The lines from the beginning of the records below through the one holding "positive clicks: (234, 111)" are to be copied exactly; leave the pictures out.

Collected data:

•••••

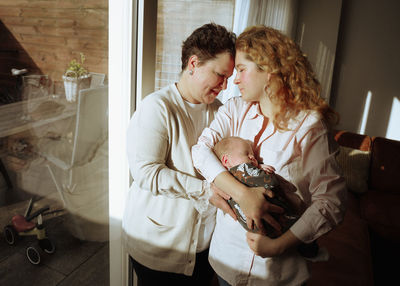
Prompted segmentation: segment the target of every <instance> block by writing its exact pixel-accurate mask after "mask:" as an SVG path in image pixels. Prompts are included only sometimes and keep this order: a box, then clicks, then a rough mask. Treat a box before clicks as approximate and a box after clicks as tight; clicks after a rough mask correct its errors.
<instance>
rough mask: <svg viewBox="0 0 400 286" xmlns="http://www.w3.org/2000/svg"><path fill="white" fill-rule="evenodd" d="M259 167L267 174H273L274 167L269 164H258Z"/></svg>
mask: <svg viewBox="0 0 400 286" xmlns="http://www.w3.org/2000/svg"><path fill="white" fill-rule="evenodd" d="M260 168H261V169H263V170H264V172H266V173H267V174H274V173H275V168H274V167H272V166H270V165H264V164H260Z"/></svg>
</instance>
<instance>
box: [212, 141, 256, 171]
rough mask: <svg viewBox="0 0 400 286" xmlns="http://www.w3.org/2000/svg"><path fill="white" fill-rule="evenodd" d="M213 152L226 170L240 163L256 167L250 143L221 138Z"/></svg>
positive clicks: (248, 142)
mask: <svg viewBox="0 0 400 286" xmlns="http://www.w3.org/2000/svg"><path fill="white" fill-rule="evenodd" d="M214 152H215V154H216V155H217V156H218V158H219V159H220V160H221V162H222V165H224V167H226V168H228V169H229V168H232V167H234V166H237V165H239V164H242V163H251V164H253V165H254V166H258V162H257V159H256V158H255V156H254V152H253V148H252V143H251V141H249V140H245V139H243V138H240V137H227V138H223V139H222V140H221V141H219V142H218V143H217V144H215V146H214Z"/></svg>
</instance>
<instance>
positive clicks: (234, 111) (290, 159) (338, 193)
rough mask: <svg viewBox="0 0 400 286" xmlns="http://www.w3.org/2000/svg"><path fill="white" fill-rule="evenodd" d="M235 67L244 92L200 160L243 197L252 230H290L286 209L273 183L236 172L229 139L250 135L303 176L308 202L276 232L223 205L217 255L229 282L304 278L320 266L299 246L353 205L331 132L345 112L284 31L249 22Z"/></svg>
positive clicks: (198, 155) (235, 195) (218, 271)
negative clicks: (227, 163)
mask: <svg viewBox="0 0 400 286" xmlns="http://www.w3.org/2000/svg"><path fill="white" fill-rule="evenodd" d="M235 68H236V70H237V75H236V78H235V80H234V83H235V84H237V85H238V87H239V89H240V92H241V95H242V96H241V97H235V98H233V99H231V100H229V101H228V102H227V103H225V105H224V106H222V107H221V108H220V109H219V111H218V113H217V115H216V117H215V119H214V121H213V122H212V123H211V125H210V126H209V128H206V129H205V130H204V131H203V133H202V135H201V136H200V138H199V140H198V143H197V145H195V146H194V147H193V148H192V157H193V161H194V165H195V167H196V168H197V169H198V170H199V171H200V173H201V174H202V175H203V176H204V177H205V178H206V179H207V180H208V181H209V182H213V183H214V184H215V185H216V186H217V187H218V188H219V190H220V191H222V192H225V193H226V194H228V195H229V196H231V197H232V198H233V199H234V200H235V201H236V202H237V203H238V204H239V205H240V208H241V209H242V211H243V213H244V214H245V215H246V222H247V225H248V227H249V228H250V229H251V228H254V227H257V228H258V229H261V230H262V231H264V232H265V225H264V223H268V224H270V225H271V226H272V227H274V228H275V229H277V230H278V231H280V230H281V229H280V226H279V224H277V222H276V221H275V220H274V219H273V217H272V216H271V215H270V213H273V212H276V213H281V212H282V211H283V210H282V209H281V208H279V207H278V206H276V205H273V204H271V203H269V202H268V201H267V200H266V199H265V198H264V195H265V194H266V190H265V189H264V188H262V187H260V188H248V187H246V186H244V185H243V184H241V183H240V182H239V181H237V180H235V179H234V178H233V176H232V175H230V173H229V172H228V171H227V170H226V169H225V168H224V167H223V166H222V165H221V163H220V162H219V161H218V159H217V158H216V156H215V154H214V153H213V151H212V148H213V146H214V145H215V144H216V143H217V142H218V141H220V140H221V139H222V138H225V137H229V136H239V137H242V138H244V139H247V140H250V141H251V142H254V146H253V147H254V150H255V154H256V156H257V159H258V160H259V162H263V159H264V158H265V159H266V160H268V164H269V165H272V166H274V167H275V170H276V171H275V172H276V173H277V174H279V175H280V176H281V177H283V178H284V179H286V180H287V181H290V182H291V183H292V184H294V186H295V187H296V188H297V191H296V194H297V195H298V196H299V197H300V198H301V200H302V201H303V203H304V204H305V206H306V208H305V210H304V212H303V213H302V214H301V216H300V218H299V219H298V220H297V221H296V222H295V223H294V224H293V225H292V226H291V227H290V229H289V230H287V231H286V232H284V233H282V234H281V235H280V236H279V237H277V238H275V239H272V238H270V237H268V236H264V235H260V234H257V233H252V232H247V233H246V231H245V229H244V228H242V227H241V226H240V224H239V223H238V222H236V221H235V220H233V219H232V218H231V217H230V216H229V215H225V214H224V213H223V211H221V210H218V212H217V222H216V228H215V231H214V234H213V238H212V241H211V246H210V254H209V260H210V263H211V265H212V267H213V268H214V270H215V271H216V272H217V274H218V276H219V281H220V284H221V285H301V284H303V283H305V282H306V281H307V280H308V279H309V276H310V273H309V269H308V267H307V261H306V259H305V258H304V257H302V256H301V255H300V254H299V252H298V251H296V247H297V246H298V245H299V244H301V243H310V242H312V241H314V240H316V239H317V238H318V237H320V236H321V235H323V234H325V233H327V232H328V231H330V230H331V229H332V228H334V227H335V226H336V225H337V224H339V223H340V222H341V220H342V219H343V215H344V211H345V200H346V188H345V182H344V179H343V177H341V175H340V173H341V172H340V169H339V167H338V165H337V163H336V160H335V155H336V154H337V152H338V147H337V145H336V143H335V141H334V140H333V138H332V136H331V135H330V132H329V131H330V128H331V127H332V126H333V125H334V124H335V123H336V121H337V119H338V116H337V114H336V113H335V112H334V111H333V110H332V109H331V108H330V107H329V106H328V105H327V103H325V101H324V100H323V99H322V98H321V97H320V84H319V82H318V80H317V79H316V78H315V74H314V72H313V71H312V68H311V65H310V63H309V62H308V60H307V58H306V56H305V55H304V54H303V53H302V52H301V50H300V49H299V47H298V46H297V45H296V44H295V43H294V42H293V41H292V40H291V39H289V38H288V37H286V36H285V35H283V34H282V33H280V32H279V31H277V30H275V29H272V28H269V27H265V26H254V27H249V28H247V29H246V30H245V31H244V32H243V33H242V34H241V35H240V36H239V37H238V39H237V41H236V58H235ZM286 191H288V190H286ZM292 195H293V194H292ZM287 197H288V198H289V197H290V196H289V194H288V196H287ZM292 197H293V196H292Z"/></svg>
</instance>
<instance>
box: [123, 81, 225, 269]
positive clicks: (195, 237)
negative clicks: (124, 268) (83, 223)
mask: <svg viewBox="0 0 400 286" xmlns="http://www.w3.org/2000/svg"><path fill="white" fill-rule="evenodd" d="M219 106H220V103H219V101H218V100H216V101H215V102H214V103H213V104H210V105H208V106H207V119H208V120H207V126H208V125H209V124H210V123H211V121H212V120H213V119H214V114H215V113H216V111H217V109H218V107H219ZM204 127H206V126H204ZM193 133H194V126H193V123H192V120H191V119H190V115H189V114H188V113H187V111H186V107H185V103H184V101H183V99H182V97H181V96H180V94H179V92H178V90H177V88H176V86H175V84H172V85H170V86H167V87H165V88H163V89H161V90H159V91H157V92H154V93H152V94H150V95H149V96H147V97H146V98H145V99H144V100H143V101H142V103H141V105H140V107H139V109H138V110H137V111H136V112H135V114H134V115H133V117H132V119H131V122H130V124H129V128H128V145H127V148H128V160H129V166H130V170H131V174H132V177H133V179H134V182H133V184H132V186H131V189H130V191H129V193H128V196H127V199H126V206H125V211H124V218H123V223H122V225H123V230H124V234H123V236H124V241H125V245H126V247H127V251H128V253H129V254H130V255H131V256H132V257H133V258H134V259H135V260H137V261H138V262H139V263H141V264H143V265H145V266H147V267H149V268H152V269H154V270H159V271H168V272H175V273H183V274H185V275H191V274H192V272H193V268H194V264H195V256H196V247H197V241H198V235H199V228H200V223H201V216H200V214H199V213H198V212H197V211H196V209H195V208H194V204H193V202H192V201H191V200H189V196H190V197H192V198H196V197H198V196H203V195H204V194H203V193H202V180H203V178H202V177H201V175H199V174H198V173H197V171H196V170H195V169H194V167H193V163H192V158H191V147H192V146H193V145H195V144H196V143H197V139H198V138H197V136H196V135H195V134H193ZM160 190H161V193H162V194H161V193H160ZM166 194H167V195H166Z"/></svg>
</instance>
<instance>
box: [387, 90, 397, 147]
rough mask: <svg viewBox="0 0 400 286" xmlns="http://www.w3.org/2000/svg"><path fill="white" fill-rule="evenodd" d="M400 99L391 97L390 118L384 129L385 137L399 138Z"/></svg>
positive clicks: (396, 139)
mask: <svg viewBox="0 0 400 286" xmlns="http://www.w3.org/2000/svg"><path fill="white" fill-rule="evenodd" d="M399 123H400V100H399V99H398V98H397V97H393V103H392V111H390V119H389V124H388V128H387V130H386V138H389V139H394V140H400V128H399Z"/></svg>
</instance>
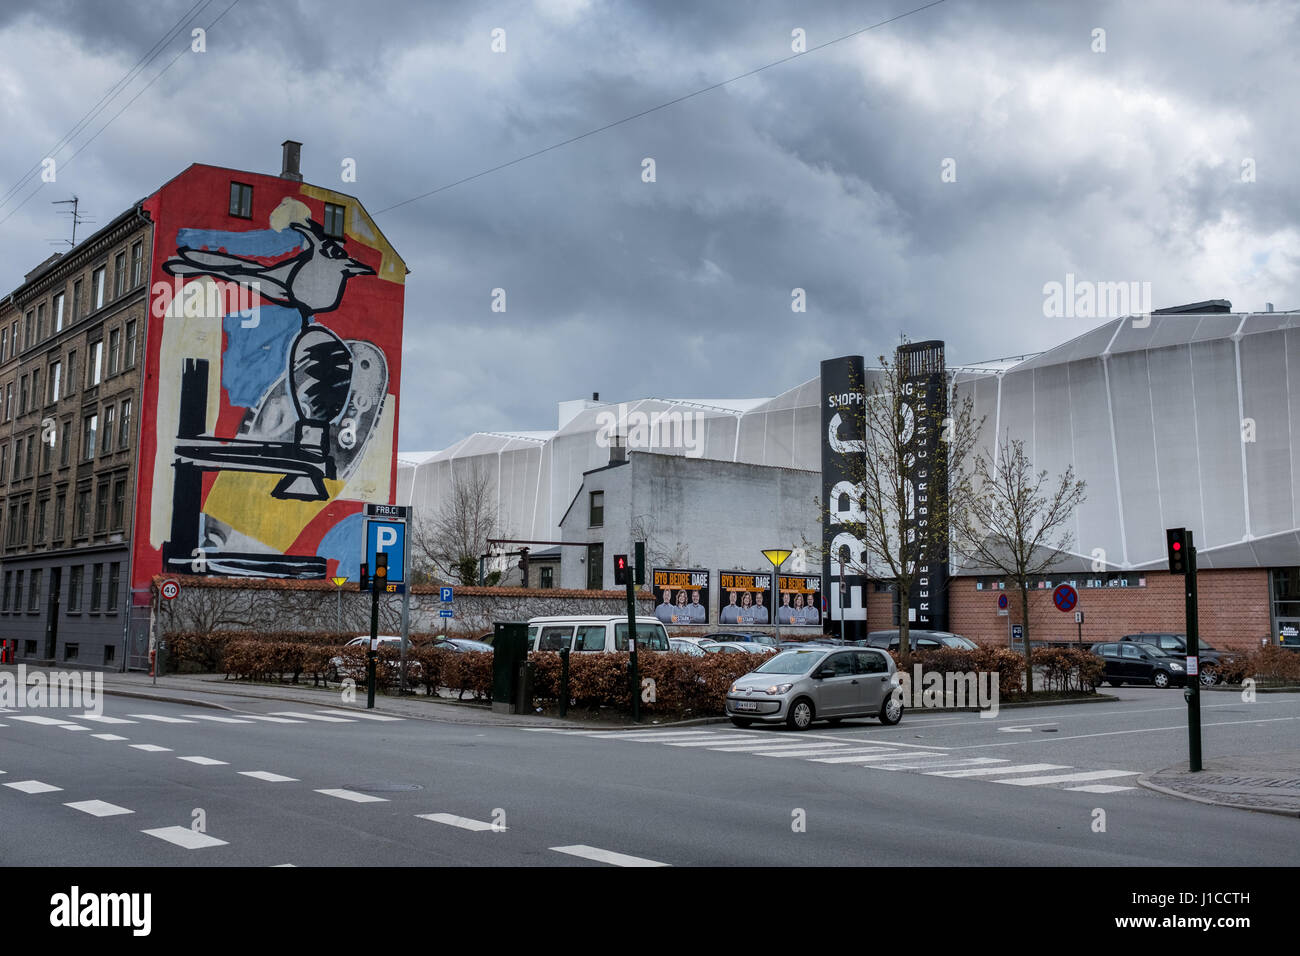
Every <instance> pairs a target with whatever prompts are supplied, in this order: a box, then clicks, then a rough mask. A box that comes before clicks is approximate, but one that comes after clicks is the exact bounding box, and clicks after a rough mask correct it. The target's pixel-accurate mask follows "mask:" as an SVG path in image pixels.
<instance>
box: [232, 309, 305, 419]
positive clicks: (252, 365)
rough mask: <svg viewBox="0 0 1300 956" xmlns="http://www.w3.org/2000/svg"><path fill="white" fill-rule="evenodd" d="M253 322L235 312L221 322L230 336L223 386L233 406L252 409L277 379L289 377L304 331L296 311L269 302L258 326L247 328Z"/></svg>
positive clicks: (262, 315) (260, 314)
mask: <svg viewBox="0 0 1300 956" xmlns="http://www.w3.org/2000/svg"><path fill="white" fill-rule="evenodd" d="M248 321H251V320H250V319H247V317H244V316H240V315H239V313H237V312H231V313H230V315H227V316H226V317H225V319H222V320H221V328H222V329H224V330H225V333H226V350H225V354H224V355H222V356H221V386H222V388H224V389H225V390H226V393H227V394H229V395H230V405H238V406H242V407H244V408H252V407H255V406H256V405H257V401H259V399H260V398H261V397H263V395H264V394H265V393H266V389H269V388H270V386H272V385H273V384H274V382H276V380H277V378H279V377H281V376H282V375H285V367H286V364H287V363H289V350H290V347H291V346H292V343H294V336H296V334H298V330H299V329H302V328H303V317H302V315H300V313H299V312H298V310H296V308H285V307H283V306H272V304H268V303H265V302H263V303H261V307H260V308H259V311H257V324H256V325H253V326H252V328H247V329H246V328H244V324H246V323H248Z"/></svg>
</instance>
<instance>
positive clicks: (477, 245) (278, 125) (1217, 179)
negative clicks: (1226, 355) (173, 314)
mask: <svg viewBox="0 0 1300 956" xmlns="http://www.w3.org/2000/svg"><path fill="white" fill-rule="evenodd" d="M924 1H926V0H904V1H898V0H888V3H798V4H793V3H787V4H783V3H744V4H741V3H733V1H731V0H699V1H695V3H689V4H688V3H668V1H662V3H630V1H624V3H602V1H601V0H591V1H590V3H586V1H585V0H536V1H533V3H525V1H523V0H521V1H519V3H493V1H490V0H485V1H481V3H471V1H465V3H459V1H451V0H439V1H438V3H428V1H422V3H421V1H416V0H411V1H407V3H389V1H386V0H367V1H365V3H357V0H320V1H315V0H313V1H312V3H305V1H304V3H285V1H282V0H237V1H235V3H234V7H233V8H231V9H229V12H227V13H225V14H224V16H222V12H224V10H227V8H230V4H231V0H207V1H205V0H175V1H170V0H169V1H162V3H149V4H144V3H113V4H101V3H94V1H91V0H86V1H83V3H74V1H73V0H64V1H62V3H60V1H57V0H34V1H32V3H22V1H19V0H5V3H4V4H3V7H0V129H3V130H4V140H3V142H4V144H3V147H0V193H3V191H8V190H9V187H12V186H13V185H16V183H17V182H18V181H19V179H21V178H22V177H23V174H25V173H27V170H29V169H30V168H31V166H32V165H35V164H39V163H40V160H42V159H43V157H44V156H48V155H51V152H49V151H51V147H52V146H53V144H55V143H57V142H60V140H61V139H62V138H64V137H65V134H68V133H69V131H70V130H72V129H73V127H74V126H75V125H77V124H78V121H79V120H81V118H82V116H83V114H85V113H86V112H87V111H90V109H91V108H92V107H95V104H96V103H98V101H99V100H100V99H101V98H103V96H104V94H105V91H108V90H109V88H110V87H112V86H113V85H114V83H116V82H117V81H120V79H121V78H122V77H123V74H126V73H127V70H130V69H131V68H133V66H134V65H135V64H136V62H138V61H139V60H140V59H142V57H143V56H144V55H146V53H147V52H148V51H149V49H151V48H152V47H153V44H155V43H156V42H159V40H160V39H161V38H162V36H164V34H165V33H166V30H168V29H169V27H172V26H173V25H179V22H181V21H182V18H185V17H186V14H187V12H190V10H195V13H194V14H192V16H191V17H188V18H186V20H185V23H186V27H185V30H183V35H182V34H179V33H178V34H177V35H175V36H174V39H170V40H168V42H166V43H165V44H164V48H162V52H161V53H160V55H159V56H157V59H155V60H153V61H152V62H151V64H149V65H148V66H147V68H146V69H144V70H143V72H142V73H140V74H139V77H138V78H135V79H134V81H133V82H131V83H129V85H127V86H126V88H125V92H122V94H121V95H118V96H116V98H114V99H112V100H110V103H109V104H108V108H107V109H105V111H104V112H103V113H101V114H100V116H99V117H98V118H96V120H94V121H91V122H90V124H88V125H87V126H86V129H85V130H83V131H81V133H79V134H77V135H75V137H73V139H72V140H70V144H68V146H65V147H64V148H61V150H59V151H57V152H55V153H53V156H55V157H56V159H59V160H60V166H59V181H57V183H49V185H44V186H42V187H40V189H39V190H38V191H36V193H35V194H34V195H32V196H31V198H30V199H29V200H27V202H26V204H25V206H22V207H21V208H18V204H19V203H21V202H22V200H23V198H25V196H26V195H27V194H29V193H30V191H31V189H32V187H34V183H36V182H39V178H36V179H31V181H29V183H30V185H25V186H22V187H21V189H19V190H18V191H17V194H16V196H14V198H12V199H9V200H8V202H5V203H4V204H3V206H0V220H4V219H5V217H9V219H8V220H6V221H4V222H3V224H0V286H3V289H4V291H8V290H12V289H13V287H16V286H17V285H19V284H21V281H22V276H23V273H25V272H27V271H30V269H31V268H32V267H34V265H36V264H38V263H39V261H42V260H43V259H44V258H45V256H48V255H51V252H52V251H53V250H55V247H53V246H51V245H49V242H48V239H53V238H59V237H64V235H66V233H68V225H66V220H65V219H62V217H59V216H57V215H56V212H55V211H56V209H57V208H64V207H53V206H51V204H49V203H51V200H55V199H66V198H69V196H70V195H72V194H74V193H75V194H77V195H78V196H81V200H82V209H83V212H86V213H87V215H90V216H94V217H95V219H98V221H99V224H100V225H101V224H105V222H108V221H109V220H110V219H112V217H113V216H114V215H116V213H118V212H121V211H122V209H125V208H126V207H127V206H129V204H130V203H133V202H135V200H136V199H140V198H143V196H146V195H147V194H149V193H152V191H153V190H155V189H157V187H159V186H160V185H161V183H162V182H164V181H166V179H168V178H170V177H172V176H174V174H175V173H178V172H179V170H181V169H183V168H185V166H187V165H188V164H190V163H208V164H213V165H222V166H233V168H240V169H252V170H259V172H265V173H278V172H279V143H281V140H283V139H298V140H302V142H303V144H304V146H303V172H304V176H305V178H307V179H308V181H309V182H316V183H320V185H322V186H335V187H338V189H341V190H343V191H347V193H352V194H355V195H357V196H359V198H360V199H361V202H363V203H364V204H365V206H367V208H368V209H369V211H370V212H372V213H374V215H376V219H377V221H378V224H380V226H381V228H382V229H383V230H385V233H386V234H387V237H389V238H390V239H391V242H393V243H394V246H395V247H396V248H398V251H399V252H400V254H402V255H403V256H404V258H406V260H407V263H408V265H409V268H411V271H412V274H411V276H409V278H408V281H407V289H406V350H404V356H403V389H402V419H400V436H399V445H400V447H402V450H403V451H416V450H433V449H439V447H445V446H446V445H450V444H451V442H454V441H456V440H459V438H460V437H464V436H465V434H468V433H471V432H474V431H494V429H545V428H554V427H555V403H556V402H559V401H564V399H569V398H585V397H590V393H591V392H599V393H601V397H602V399H604V401H621V399H633V398H645V397H671V398H703V399H707V398H750V397H762V395H774V394H777V393H780V392H783V390H785V389H788V388H790V386H793V385H797V384H798V382H802V381H806V380H807V378H811V377H814V376H815V375H816V373H818V363H819V362H820V360H822V359H824V358H829V356H833V355H842V354H865V355H867V356H875V355H878V354H880V352H881V351H888V350H889V349H892V347H893V346H894V345H896V343H897V341H898V334H900V333H901V332H902V333H906V334H907V336H909V337H910V338H913V339H928V338H943V339H946V342H948V358H949V363H950V364H957V363H966V362H975V360H982V359H991V358H997V356H1004V355H1015V354H1022V352H1027V351H1039V350H1044V349H1049V347H1052V346H1054V345H1058V343H1061V342H1063V341H1066V339H1069V338H1071V337H1074V336H1076V334H1080V333H1082V332H1086V330H1087V329H1089V328H1092V326H1095V325H1097V324H1100V323H1101V321H1102V319H1097V317H1045V316H1044V293H1043V287H1044V284H1047V282H1052V281H1057V282H1062V284H1063V282H1065V281H1066V274H1067V273H1073V274H1074V276H1075V277H1076V278H1078V280H1091V281H1106V282H1119V281H1138V282H1151V289H1152V299H1153V306H1154V307H1156V308H1160V307H1165V306H1173V304H1179V303H1186V302H1197V300H1203V299H1212V298H1226V299H1230V300H1231V302H1232V306H1234V310H1236V311H1248V310H1260V311H1262V310H1264V304H1265V302H1273V303H1275V306H1277V308H1279V310H1288V308H1300V224H1297V217H1300V216H1297V213H1300V177H1297V176H1296V159H1297V157H1300V130H1297V124H1296V118H1295V117H1296V94H1297V91H1300V82H1297V73H1300V66H1297V59H1296V55H1295V51H1296V48H1297V43H1300V30H1297V21H1300V8H1297V4H1296V3H1225V1H1218V0H1196V3H1195V4H1187V3H1186V1H1184V0H1143V3H1113V4H1112V3H1069V4H1031V3H1026V4H1017V3H1010V1H1008V0H988V1H987V3H978V1H975V0H946V1H945V3H940V4H939V5H935V7H931V8H930V9H924V10H920V12H918V13H914V14H911V16H906V17H904V18H901V20H898V21H896V22H892V23H887V25H883V26H880V27H879V29H874V30H870V31H867V33H863V34H861V35H858V36H854V38H850V39H845V40H842V42H839V43H833V44H831V46H828V47H826V48H822V49H813V48H814V47H816V46H818V44H823V43H827V42H828V40H833V39H836V38H839V36H844V35H846V34H850V33H854V31H858V30H862V29H863V27H868V26H871V25H874V23H879V22H880V21H884V20H888V18H889V17H896V16H898V14H904V13H906V12H907V10H911V9H914V8H917V7H920V5H922V4H923V3H924ZM109 10H112V13H110V14H109V13H108V12H109ZM218 17H221V18H220V21H218V22H217V23H216V25H214V26H212V29H211V30H209V31H208V35H207V52H204V53H192V52H190V27H191V26H208V25H209V23H212V22H213V21H216V20H217V18H218ZM495 29H500V30H504V42H506V49H504V52H494V51H493V49H491V44H493V31H494V30H495ZM796 29H800V30H803V31H805V35H806V44H807V48H809V49H810V51H811V52H807V53H806V55H803V56H798V57H796V59H793V60H789V61H788V62H783V64H779V65H775V66H771V68H770V69H764V70H762V72H759V73H757V74H755V75H750V77H746V78H742V79H737V81H736V82H732V83H728V85H725V86H723V87H720V88H716V90H712V91H710V92H705V94H702V95H698V96H693V98H690V99H686V100H685V101H681V103H676V104H675V105H671V107H667V108H666V109H660V111H656V112H653V113H649V114H646V116H642V117H640V118H636V120H632V121H629V122H625V124H621V125H617V126H615V127H612V129H607V130H604V131H601V133H597V134H594V135H590V137H586V138H584V139H580V140H577V142H573V143H569V144H567V146H562V147H559V148H555V150H551V151H549V152H546V153H545V155H541V156H537V157H533V159H528V160H525V161H523V163H519V164H515V165H511V166H510V168H506V169H500V170H497V172H491V173H489V174H486V176H482V177H480V178H476V179H473V181H471V182H465V183H463V185H458V186H455V187H452V189H446V190H443V191H439V193H437V194H435V195H430V196H426V198H424V199H420V200H417V202H412V203H408V204H404V206H400V207H396V208H393V209H391V211H387V212H381V211H382V209H385V208H386V207H390V206H394V204H396V203H402V202H403V200H407V199H411V198H412V196H416V195H419V194H422V193H428V191H430V190H434V189H438V187H439V186H445V185H447V183H452V182H456V181H459V179H463V178H465V177H469V176H474V174H476V173H481V172H484V170H487V169H490V168H493V166H497V165H499V164H503V163H508V161H511V160H513V159H516V157H519V156H523V155H526V153H529V152H533V151H537V150H541V148H543V147H547V146H551V144H554V143H559V142H562V140H565V139H569V138H572V137H576V135H578V134H582V133H586V131H589V130H594V129H597V127H601V126H604V125H607V124H611V122H614V121H617V120H621V118H624V117H628V116H632V114H634V113H638V112H641V111H645V109H649V108H651V107H656V105H659V104H663V103H667V101H669V100H673V99H676V98H680V96H682V95H685V94H690V92H693V91H695V90H701V88H705V87H708V86H711V85H714V83H719V82H720V81H724V79H728V78H731V77H736V75H738V74H742V73H746V72H749V70H754V69H758V68H761V66H764V65H766V64H772V62H774V61H777V60H781V59H783V57H788V56H790V55H792V52H793V49H792V43H794V39H793V38H792V31H793V30H796ZM1099 29H1100V30H1104V31H1105V33H1104V38H1101V36H1100V35H1096V34H1095V31H1096V30H1099ZM1102 39H1104V46H1105V51H1104V52H1096V51H1095V47H1099V46H1100V43H1101V40H1102ZM182 51H183V52H182ZM178 53H181V56H179V57H177V55H178ZM173 59H174V62H173ZM169 62H172V65H170V66H169V68H168V69H166V70H165V72H162V70H164V68H165V66H166V65H168V64H169ZM160 72H161V73H160ZM155 77H157V79H156V81H155ZM151 81H153V82H152V85H149V86H147V88H146V85H148V83H149V82H151ZM142 90H143V92H140V91H142ZM138 92H139V94H140V95H139V98H138V99H135V101H134V103H131V104H130V105H126V103H127V100H130V99H131V98H133V96H135V95H136V94H138ZM123 107H125V111H123ZM120 111H122V112H121V113H120V114H118V112H120ZM114 114H116V118H112V117H114ZM105 124H107V126H105ZM100 130H101V131H100ZM91 137H94V140H92V142H90V140H91ZM87 143H88V144H87ZM78 150H81V152H77V151H78ZM73 153H77V155H75V159H72V156H73ZM344 157H351V159H355V160H356V170H357V181H356V182H355V183H342V182H341V179H339V172H341V161H342V160H343V159H344ZM647 157H649V159H653V160H654V164H655V182H651V183H647V182H643V181H642V161H643V160H645V159H647ZM945 160H954V161H956V166H954V169H956V181H953V182H945V181H944V176H943V173H944V165H945ZM949 169H953V166H952V165H949ZM948 178H952V177H950V176H949V177H948ZM1252 179H1253V181H1252ZM95 228H98V226H95V225H92V226H83V229H87V230H90V229H95ZM83 234H88V232H86V233H83ZM498 287H499V289H504V290H506V308H507V311H506V312H504V313H502V312H493V311H491V302H493V298H491V293H493V289H498ZM797 287H798V289H803V290H805V291H806V300H807V311H806V312H802V313H798V312H793V311H792V307H790V303H792V290H793V289H797Z"/></svg>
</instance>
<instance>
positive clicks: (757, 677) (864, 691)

•••••

THE ANSWER:
Prompted segmentation: segment the target of every <instance> block by writing its exact pixel-accurate mask after "mask:" as an SVG path in image pixels. Prompts are included only sometimes and keep this order: a box, then clicks, then a rough mask. Treat a box before clicks as approximate and a box after clicks as tight; clicks after a rough mask correct its errors.
<instance>
rough mask: <svg viewBox="0 0 400 286" xmlns="http://www.w3.org/2000/svg"><path fill="white" fill-rule="evenodd" d="M259 167L267 174H273L274 167L269 164H258Z"/></svg>
mask: <svg viewBox="0 0 400 286" xmlns="http://www.w3.org/2000/svg"><path fill="white" fill-rule="evenodd" d="M260 168H261V169H263V170H264V172H266V173H267V174H274V173H275V168H274V167H272V166H270V165H264V164H260Z"/></svg>
</instance>
<instance>
box: [212, 141, 256, 171]
rough mask: <svg viewBox="0 0 400 286" xmlns="http://www.w3.org/2000/svg"><path fill="white" fill-rule="evenodd" d="M213 152L226 170L240 163L256 167L250 143L221 138Z"/></svg>
positive clicks: (248, 142)
mask: <svg viewBox="0 0 400 286" xmlns="http://www.w3.org/2000/svg"><path fill="white" fill-rule="evenodd" d="M214 152H215V154H216V155H217V156H218V158H219V159H220V160H221V162H222V165H224V167H226V168H228V169H229V168H232V167H234V166H237V165H239V164H242V163H251V164H253V165H254V166H258V162H257V159H256V158H255V156H254V152H253V148H252V143H251V141H249V140H245V139H243V138H240V137H227V138H223V139H222V140H221V141H219V142H218V143H217V144H215V146H214Z"/></svg>
</instance>
<instance>
positive clicks: (234, 111) (290, 159) (338, 193)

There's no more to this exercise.